Read in the data. The load() function reads in a dataset that has 20532 columns and may take some time. You may want to clear your environment (or open a new RStudio window) if you have other work open.
load('geneCancerUCI.RData')
table(cancerlabels$Class)
##
## BRCA COAD KIRC LUAD PRAD
## 300 78 146 141 136
Original Source: The cancer genome atlas pan-cancer analysis project
We are going to want to plot the data points according to their different classification labels. We should pick out a nice color palette for categorical attributes.
library(RColorBrewer)
display.brewer.all()
palette(brewer.pal(n = 8, name = "Dark2"))
The first step is typically to explore the data. Obviously we can’t look at ALL the scatter plots of input variables. For the fun of it, let’s look at a few of these scatter plots which we’ll pick at random. First pick two column numbers at random, then draw the plot, coloring by the label.
randomColumns = sample(2:20532,2)
plot(cancer[,randomColumns],col = cancerlabels$Class)
Project this data onto the first two principal components. View the projection for both correlation and covariance PCA.
Color the projection by the Class
What proportion of variance is captured in your 2-dimensional plot?
Bonus points if you can render the graph of the projection into 3-dimensions!

Questions to answer
1. How many columns does the dataset read by the load() function have in the cancer gene data walkthrough?
2. From the cancer gene data walkthrough, extract word for word the part that begins at the words "palette(brewer.pal(n = 8, name" and stops after "randomColumns = sample(2:20532,2)".

Source records:
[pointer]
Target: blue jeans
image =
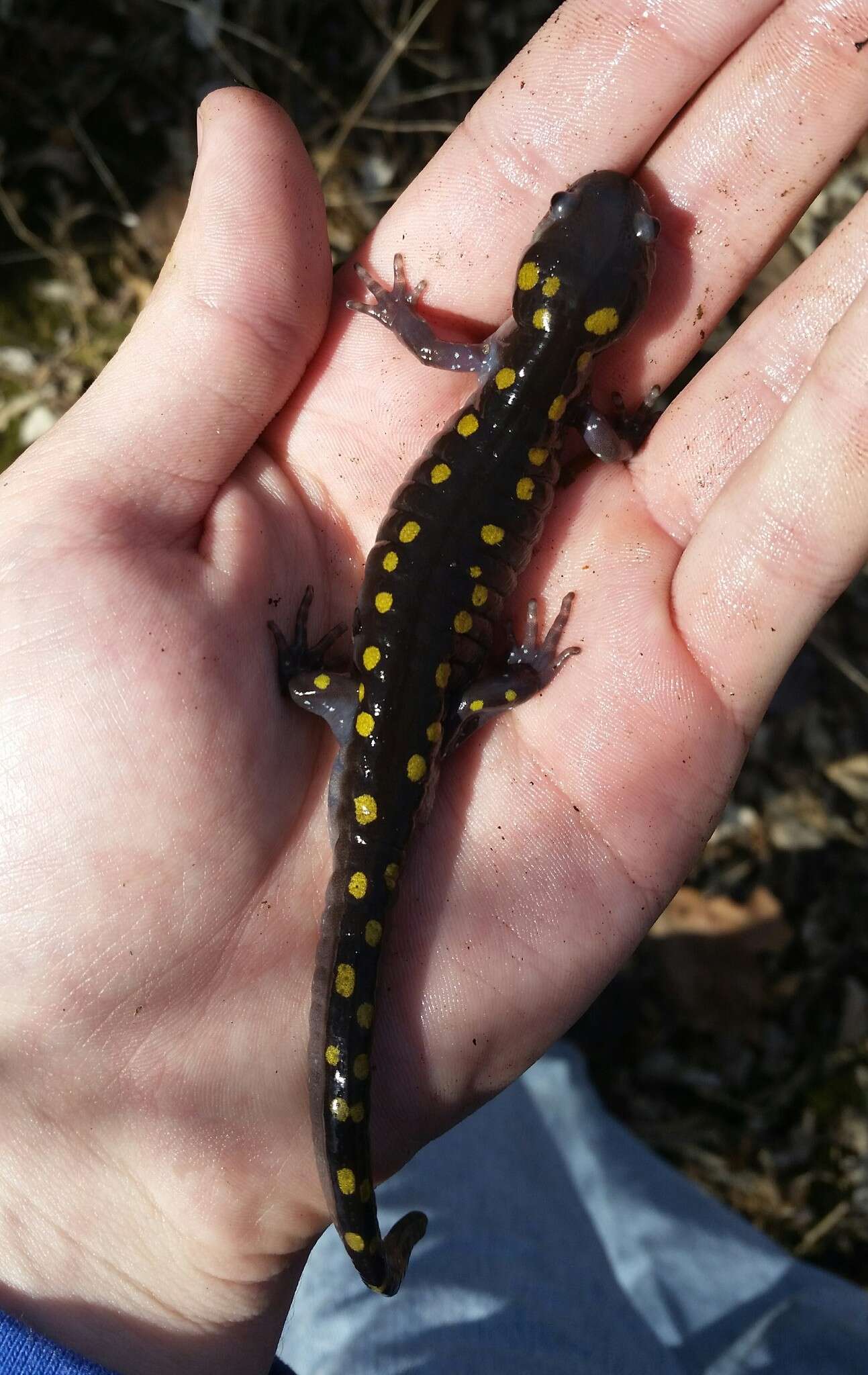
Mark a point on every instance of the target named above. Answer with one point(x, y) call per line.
point(557, 1243)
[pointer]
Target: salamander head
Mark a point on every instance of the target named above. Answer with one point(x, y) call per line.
point(589, 266)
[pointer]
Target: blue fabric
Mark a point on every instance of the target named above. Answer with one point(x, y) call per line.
point(23, 1352)
point(556, 1245)
point(559, 1245)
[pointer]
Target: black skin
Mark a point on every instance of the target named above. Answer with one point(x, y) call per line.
point(447, 556)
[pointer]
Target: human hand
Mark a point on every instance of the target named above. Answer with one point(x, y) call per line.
point(165, 842)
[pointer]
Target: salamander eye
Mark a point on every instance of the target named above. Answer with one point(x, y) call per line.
point(647, 227)
point(562, 204)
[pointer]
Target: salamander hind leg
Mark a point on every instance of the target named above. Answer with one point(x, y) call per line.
point(530, 667)
point(303, 677)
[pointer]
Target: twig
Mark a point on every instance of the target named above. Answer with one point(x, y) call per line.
point(372, 86)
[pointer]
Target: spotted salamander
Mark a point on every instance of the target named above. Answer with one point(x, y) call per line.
point(447, 556)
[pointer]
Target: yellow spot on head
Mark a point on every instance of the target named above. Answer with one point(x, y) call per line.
point(416, 767)
point(491, 534)
point(603, 322)
point(367, 809)
point(344, 981)
point(358, 884)
point(389, 876)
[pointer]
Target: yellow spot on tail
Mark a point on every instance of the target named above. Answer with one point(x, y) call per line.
point(344, 981)
point(389, 876)
point(358, 884)
point(367, 809)
point(603, 322)
point(416, 767)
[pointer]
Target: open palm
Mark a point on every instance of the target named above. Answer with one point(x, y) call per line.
point(164, 833)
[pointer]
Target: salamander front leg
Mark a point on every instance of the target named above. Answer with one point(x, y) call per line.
point(397, 310)
point(530, 667)
point(301, 674)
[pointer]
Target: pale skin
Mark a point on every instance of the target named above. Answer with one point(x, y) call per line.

Answers for each item
1. It has 20532 columns.

2.
palette(brewer.pal(n = 8, name = "Dark2"))
The first step is typically to explore the data. Obviously we can’t look at ALL the scatter plots of input variables. For the fun of it, let’s look at a few of these scatter plots which we’ll pick at random. First pick two column numbers at random, then draw the plot, coloring by the label.
randomColumns = sample(2:20532,2)